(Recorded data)
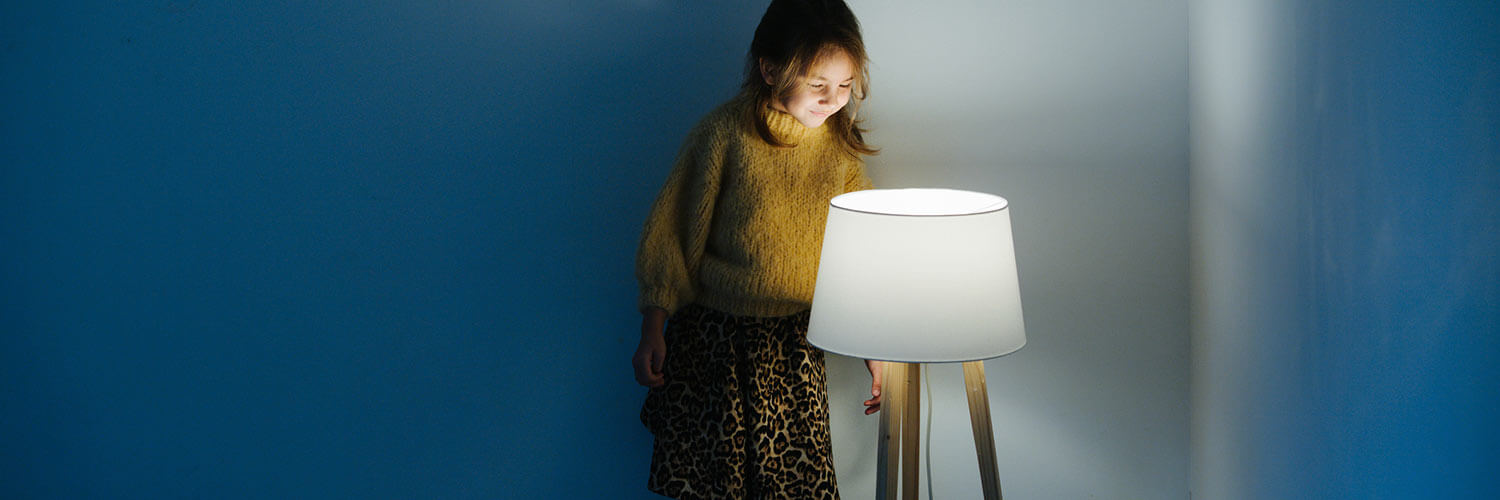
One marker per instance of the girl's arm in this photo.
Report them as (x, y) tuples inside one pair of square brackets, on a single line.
[(651, 350)]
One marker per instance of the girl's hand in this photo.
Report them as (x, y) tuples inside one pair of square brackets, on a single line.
[(651, 352)]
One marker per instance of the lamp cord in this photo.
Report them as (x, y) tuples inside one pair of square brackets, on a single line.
[(927, 440)]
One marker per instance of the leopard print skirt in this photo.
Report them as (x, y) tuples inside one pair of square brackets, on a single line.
[(743, 413)]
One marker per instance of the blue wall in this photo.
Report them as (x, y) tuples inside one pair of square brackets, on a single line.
[(1346, 173), (335, 248)]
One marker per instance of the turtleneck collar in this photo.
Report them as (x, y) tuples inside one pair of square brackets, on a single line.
[(788, 128)]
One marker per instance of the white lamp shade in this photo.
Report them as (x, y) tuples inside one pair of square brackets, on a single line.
[(918, 275)]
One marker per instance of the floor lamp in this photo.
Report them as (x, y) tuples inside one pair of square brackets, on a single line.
[(918, 277)]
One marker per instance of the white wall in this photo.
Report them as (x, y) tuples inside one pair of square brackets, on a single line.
[(1344, 249), (1076, 111)]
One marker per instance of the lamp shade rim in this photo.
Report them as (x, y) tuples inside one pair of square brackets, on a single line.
[(900, 359), (851, 201)]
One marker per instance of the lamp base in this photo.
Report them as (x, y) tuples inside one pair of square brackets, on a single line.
[(900, 418)]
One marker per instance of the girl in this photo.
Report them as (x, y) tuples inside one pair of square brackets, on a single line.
[(729, 253)]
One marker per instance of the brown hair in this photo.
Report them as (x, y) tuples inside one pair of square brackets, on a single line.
[(789, 39)]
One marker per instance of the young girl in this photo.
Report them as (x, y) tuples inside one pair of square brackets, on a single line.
[(728, 260)]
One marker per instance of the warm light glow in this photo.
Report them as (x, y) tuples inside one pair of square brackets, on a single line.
[(918, 275)]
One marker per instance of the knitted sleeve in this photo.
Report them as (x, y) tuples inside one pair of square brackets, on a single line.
[(677, 230)]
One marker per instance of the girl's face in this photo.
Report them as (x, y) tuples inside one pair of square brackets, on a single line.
[(819, 93)]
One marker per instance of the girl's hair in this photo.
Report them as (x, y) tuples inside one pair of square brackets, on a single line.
[(789, 39)]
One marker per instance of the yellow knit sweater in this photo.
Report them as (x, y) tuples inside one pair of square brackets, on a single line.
[(738, 224)]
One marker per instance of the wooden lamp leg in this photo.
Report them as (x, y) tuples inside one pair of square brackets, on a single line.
[(911, 430), (890, 446), (983, 431)]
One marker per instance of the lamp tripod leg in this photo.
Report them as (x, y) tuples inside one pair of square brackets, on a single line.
[(983, 431), (888, 451)]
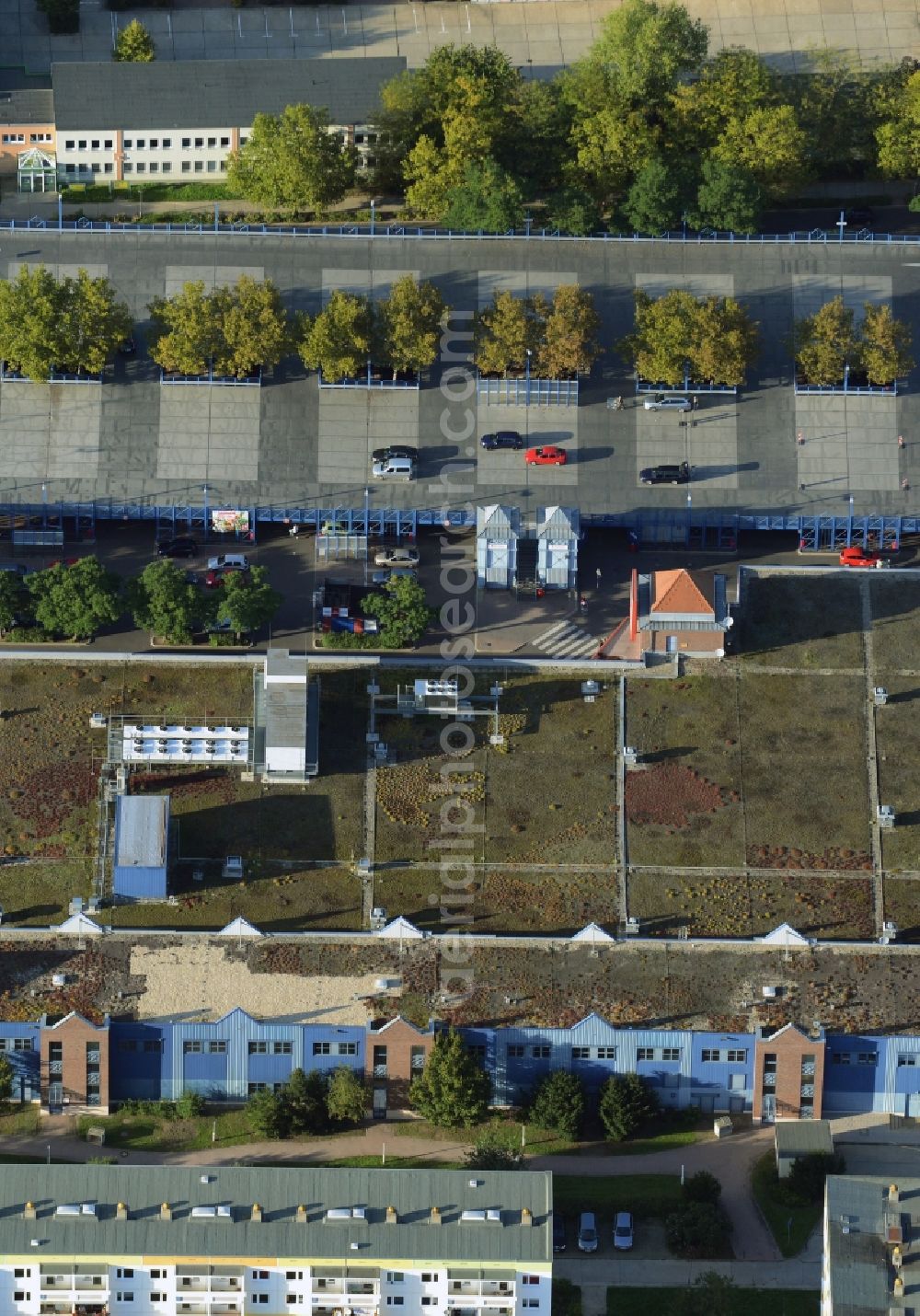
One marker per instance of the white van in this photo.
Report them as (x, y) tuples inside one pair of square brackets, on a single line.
[(395, 468)]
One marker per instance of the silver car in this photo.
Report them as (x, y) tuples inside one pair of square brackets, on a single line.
[(668, 401)]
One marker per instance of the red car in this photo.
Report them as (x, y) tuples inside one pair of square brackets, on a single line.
[(545, 456), (856, 557)]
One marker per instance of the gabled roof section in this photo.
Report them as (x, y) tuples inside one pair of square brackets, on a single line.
[(682, 593)]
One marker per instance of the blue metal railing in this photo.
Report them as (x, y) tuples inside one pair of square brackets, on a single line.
[(813, 237)]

→ **WRITTEN TASK**:
Repeat the rows word for word, starting at the line that contains "One marker per instance of the red" and going on through the last line of the rows.

→ **TASK SOLUTION**:
One marker per instance of the red car in this photo.
Report them as (x, y) tuples inside one pair of square brackets, on a single line.
[(545, 456), (856, 557)]
One marker per instance of the gabled roof section in this photo.
Report them as (x, y) tuples inside one pair of square brackets, on a single line.
[(682, 593)]
One marker per instance of the blue metal railing in this photo.
Report them as (x, y) tuples inside one pair of square brackets, on a single line.
[(813, 237)]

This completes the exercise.